─── EXTRAIT CHOISI
Giec : Comment cette structure a imposé son autorité scientifique
Tel est pris qui croyait prendre. C’est l’histoire du Giec, Groupe intergouvernemental d’experts sur l’évolution du climat, depuis sa création en 1988. Une décision prise par le G7 (Etats-Unis, Japon, Allemagne, France, Grande-Bretagne, Canada, Italie) sous la pression de Ronald Reagan et Margaret Thatcher. Ces derniers ne voulant pas voir une agence de l’ONU, soupçonnée de militantisme écologique, mettre la main sur l’expertise climatique. S’il est ouvert à tous les membres de l’ONU, et son secrétariat pris en charge par l’Organisation météorologique mondiale, les décisions majeures du Giec sont donc prises en réunion plénière, par un vote des délégations gouvernementales où l’on recherche le consensus.
Hybride.
Le résultat de l’opération doit faire se retourner dans leurs tombes les deux chefs de file de la révolution fiscale en faveur des plus riches. Organisation hybride – scientifique dans son fonctionnement, mais dont les «résumés pour décideurs» sont approuvés par des délégations gouvernementales -, le Giec voit ses rapports difficilement contestables par les pouvoirs politiques, puisqu’ils les signent.
──────
Recopiez intégralement le texte sur le Giec ci-dessus, sans en modifier un seul mot.
─── DONNÉES ENREGISTRÉES
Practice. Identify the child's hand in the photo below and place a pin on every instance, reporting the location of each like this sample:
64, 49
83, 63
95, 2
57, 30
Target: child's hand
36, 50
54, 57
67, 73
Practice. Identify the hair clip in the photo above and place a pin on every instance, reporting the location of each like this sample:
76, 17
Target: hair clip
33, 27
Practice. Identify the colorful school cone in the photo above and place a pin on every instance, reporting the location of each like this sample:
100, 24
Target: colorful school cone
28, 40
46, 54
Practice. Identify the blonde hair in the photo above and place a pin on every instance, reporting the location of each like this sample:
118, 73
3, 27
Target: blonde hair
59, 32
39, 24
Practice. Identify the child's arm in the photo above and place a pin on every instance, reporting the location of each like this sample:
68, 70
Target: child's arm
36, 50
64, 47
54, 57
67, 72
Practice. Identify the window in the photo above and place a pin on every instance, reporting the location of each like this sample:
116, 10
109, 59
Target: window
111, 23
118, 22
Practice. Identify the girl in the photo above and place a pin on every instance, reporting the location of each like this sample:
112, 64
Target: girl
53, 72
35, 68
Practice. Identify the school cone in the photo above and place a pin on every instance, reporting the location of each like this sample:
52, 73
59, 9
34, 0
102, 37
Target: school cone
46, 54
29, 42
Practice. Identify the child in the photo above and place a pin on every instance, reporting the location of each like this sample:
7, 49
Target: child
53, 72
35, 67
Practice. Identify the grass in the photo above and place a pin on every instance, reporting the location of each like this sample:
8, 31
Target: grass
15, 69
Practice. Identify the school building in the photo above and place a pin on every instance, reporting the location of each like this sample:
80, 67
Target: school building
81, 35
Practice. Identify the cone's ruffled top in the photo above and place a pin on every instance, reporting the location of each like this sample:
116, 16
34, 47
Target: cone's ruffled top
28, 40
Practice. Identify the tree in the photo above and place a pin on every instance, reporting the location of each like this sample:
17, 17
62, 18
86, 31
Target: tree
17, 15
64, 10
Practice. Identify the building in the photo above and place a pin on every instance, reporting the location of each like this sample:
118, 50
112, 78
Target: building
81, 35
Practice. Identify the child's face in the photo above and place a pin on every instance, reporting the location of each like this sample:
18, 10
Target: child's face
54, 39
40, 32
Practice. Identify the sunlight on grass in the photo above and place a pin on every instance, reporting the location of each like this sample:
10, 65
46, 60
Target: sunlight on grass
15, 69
──────
RÉPONSE RÉDIGÉE:
Giec : Comment cette structure a imposé son autorité scientifique
Tel est pris qui croyait prendre. C’est l’histoire du Giec, Groupe intergouvernemental d’experts sur l’évolution du climat, depuis sa création en 1988. Une décision prise par le G7 (Etats-Unis, Japon, Allemagne, France, Grande-Bretagne, Canada, Italie) sous la pression de Ronald Reagan et Margaret Thatcher. Ces derniers ne voulant pas voir une agence de l’ONU, soupçonnée de militantisme écologique, mettre la main sur l’expertise climatique. S’il est ouvert à tous les membres de l’ONU, et son secrétariat pris en charge par l’Organisation météorologique mondiale, les décisions majeures du Giec sont donc prises en réunion plénière, par un vote des délégations gouvernementales où l’on recherche le consensus.
Hybride.
Le résultat de l’opération doit faire se retourner dans leurs tombes les deux chefs de file de la révolution fiscale en faveur des plus riches. Organisation hybride – scientifique dans son fonctionnement, mais dont les «résumés pour décideurs» sont approuvés par des délégations gouvernementales -, le Giec voit ses rapports difficilement contestables par les pouvoirs politiques, puisqu’ils les signent.